This is a great question and one where the answer can depend on various factors, some of which change frequently
First and foremost, most medical providers that treat patients injured in auto collisions (or other injury causing incidents caused by the negligence of another) are experienced in documenting their records with terminology that auto and homeowner insurance carriers look for, such as:
  • Diagnostic codes for the assessed injuries;
  • CPT Codes for the treatment modalities administered to the injured patient;
  • Mechanism of injury (how did the particular incident “cause” the resulting injuries);
  • Causation/allocation/apportionment (to what degrees are the “symptoms” caused by the subject incident, as opposed to the degree that pre-existing conditions have been “aggravated” by the particular incident, etc.;
  • Discussing recommended current and/or future restrictions because of the injuries;
  • Discussing if the patient will “more probably than not” require any additional care in the future.
Medical providers whose practices prioritize in treating “personal injury” cases, usually provide their treatment on a “lien” basis,” which means they do not collect any payment at the time of service but instead agree to wait until the patient’s “injury” claim settles. Your attorney likely works with several such providers and can usually offer quite a few to consider, based on location, schedule, etc. Many providers may also consider reducing the amount of their total bill (come settlement) dependent on the circumstances surrounding your case, including liability insurance limits of the at-fault party/parties, disputed liability, etc.
On the other hand, providers one might see through their health insurance usually require a co-pay payment at the time of service, plus the amount of the patient’s annual “deductible” under their health plan. While they might very well treat the symptoms complained of, they don’t necessarily document the mechanism of injuries, allocation/apportionment, or restrictions (etc.) because none of these factors necessarily impact the provider’s treatment of said symptoms.
If one treats through their health insurance, their primary care physician might need pre-authorization (approval) to be referred to another provider or specialty, such as diagnostic testing, physical therapy, orthopedic surgeon, pain management, etc. Also, some health plans limit the number of “sessions” you can have with a specific provider type within a calendar year (like the number of times you can see a chiropractor or physical therapist).
Some, but not all, injury providers may agree to bill your health plan and “lien” the portion of their bills that your health plan does not pay. Some health plans allow medical providers to “balance bill” against an injury claim settlement (not against you personally) the portion of their charges disallowed by the health plan.

Referring expression data:

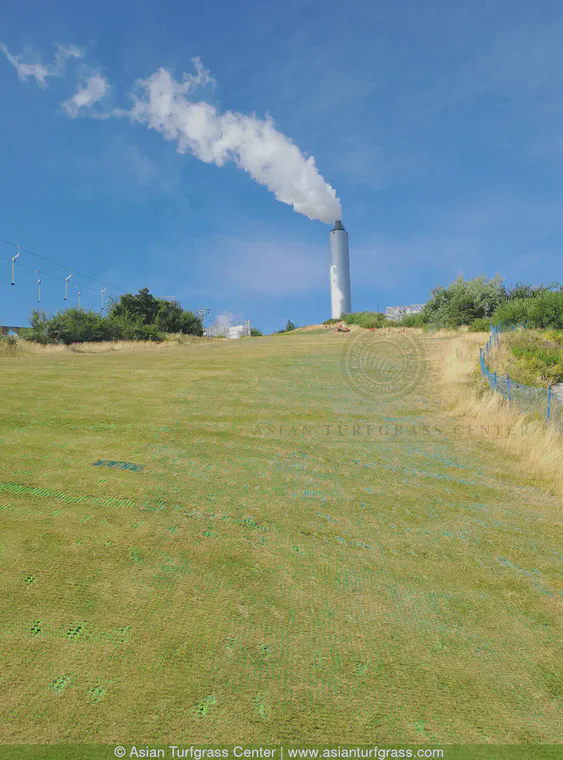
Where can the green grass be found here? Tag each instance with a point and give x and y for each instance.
(274, 572)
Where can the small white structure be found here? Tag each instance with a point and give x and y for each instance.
(222, 328)
(339, 261)
(398, 312)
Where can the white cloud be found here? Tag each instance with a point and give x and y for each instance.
(95, 88)
(253, 144)
(39, 71)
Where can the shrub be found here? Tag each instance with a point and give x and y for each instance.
(544, 310)
(464, 301)
(482, 324)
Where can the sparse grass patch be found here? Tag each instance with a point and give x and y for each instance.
(270, 575)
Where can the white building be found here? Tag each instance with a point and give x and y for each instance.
(398, 312)
(222, 328)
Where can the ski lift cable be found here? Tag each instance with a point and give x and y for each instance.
(56, 263)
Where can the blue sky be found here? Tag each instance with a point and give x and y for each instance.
(438, 124)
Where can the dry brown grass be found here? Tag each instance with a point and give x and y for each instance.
(538, 449)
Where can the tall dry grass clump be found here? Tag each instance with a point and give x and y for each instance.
(465, 396)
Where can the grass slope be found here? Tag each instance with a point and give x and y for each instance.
(273, 573)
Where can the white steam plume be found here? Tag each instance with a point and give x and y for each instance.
(39, 71)
(94, 89)
(253, 144)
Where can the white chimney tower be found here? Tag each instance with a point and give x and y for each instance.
(339, 259)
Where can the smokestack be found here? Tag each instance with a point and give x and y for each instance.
(339, 259)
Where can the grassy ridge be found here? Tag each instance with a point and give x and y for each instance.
(274, 573)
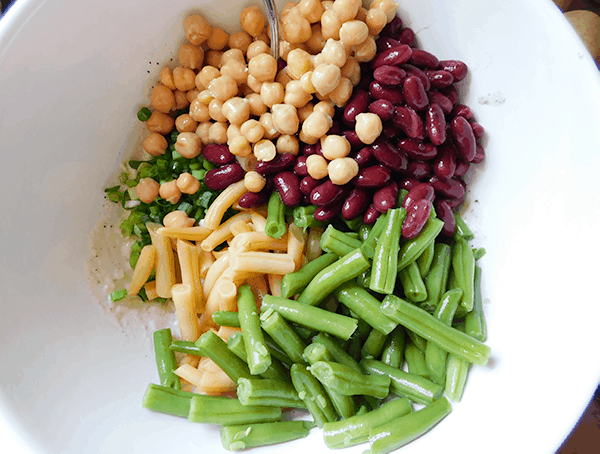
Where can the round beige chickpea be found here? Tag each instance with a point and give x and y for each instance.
(147, 190)
(169, 191)
(368, 127)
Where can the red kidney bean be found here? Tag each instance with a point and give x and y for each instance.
(439, 78)
(371, 215)
(457, 68)
(410, 122)
(451, 188)
(463, 138)
(435, 123)
(445, 214)
(307, 184)
(288, 185)
(423, 59)
(219, 178)
(386, 198)
(372, 177)
(392, 94)
(417, 150)
(416, 217)
(383, 108)
(358, 103)
(389, 75)
(217, 154)
(388, 155)
(414, 93)
(395, 56)
(328, 193)
(355, 204)
(278, 164)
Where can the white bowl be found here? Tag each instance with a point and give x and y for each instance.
(72, 76)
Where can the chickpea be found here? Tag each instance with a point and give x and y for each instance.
(188, 145)
(162, 99)
(178, 219)
(368, 127)
(196, 29)
(263, 67)
(271, 93)
(252, 21)
(316, 166)
(147, 190)
(254, 181)
(342, 170)
(326, 78)
(188, 184)
(218, 39)
(160, 122)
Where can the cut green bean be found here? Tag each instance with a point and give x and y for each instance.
(425, 325)
(234, 438)
(416, 388)
(347, 381)
(165, 359)
(395, 434)
(294, 283)
(312, 317)
(364, 305)
(228, 412)
(355, 430)
(329, 278)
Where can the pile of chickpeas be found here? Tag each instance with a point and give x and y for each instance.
(238, 94)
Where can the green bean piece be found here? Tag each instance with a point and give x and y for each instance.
(355, 430)
(412, 283)
(329, 278)
(165, 359)
(312, 317)
(338, 242)
(167, 400)
(414, 247)
(435, 357)
(463, 264)
(234, 438)
(276, 226)
(395, 434)
(294, 283)
(475, 325)
(269, 393)
(393, 349)
(427, 326)
(314, 395)
(348, 382)
(216, 349)
(364, 305)
(259, 357)
(226, 318)
(283, 335)
(384, 270)
(228, 412)
(417, 388)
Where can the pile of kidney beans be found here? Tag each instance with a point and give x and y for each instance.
(428, 143)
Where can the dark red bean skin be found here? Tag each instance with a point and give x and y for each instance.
(463, 138)
(372, 177)
(386, 198)
(217, 154)
(328, 193)
(219, 178)
(355, 204)
(388, 155)
(435, 123)
(418, 150)
(288, 185)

--- ACTIVITY LIST ---
**1)** In the injury-treatment text, which providers or specialties are given as examples of referrals for which a primary care physician might need pre-authorization?
**2)** Echo the injury-treatment text between "On the other" and "of said symptoms.", inclusive.

--- OUTPUTS IN ORDER ---
**1)** Diagnostic testing, physical therapy, orthopedic surgeon, pain management

**2)**
On the other hand, providers one might see through their health insurance usually require a co-pay payment at the time of service, plus the amount of the patient’s annual “deductible” under their health plan. While they might very well treat the symptoms complained of, they don’t necessarily document the mechanism of injuries, allocation/apportionment, or restrictions (etc.) because none of these factors necessarily impact the provider’s treatment of said symptoms.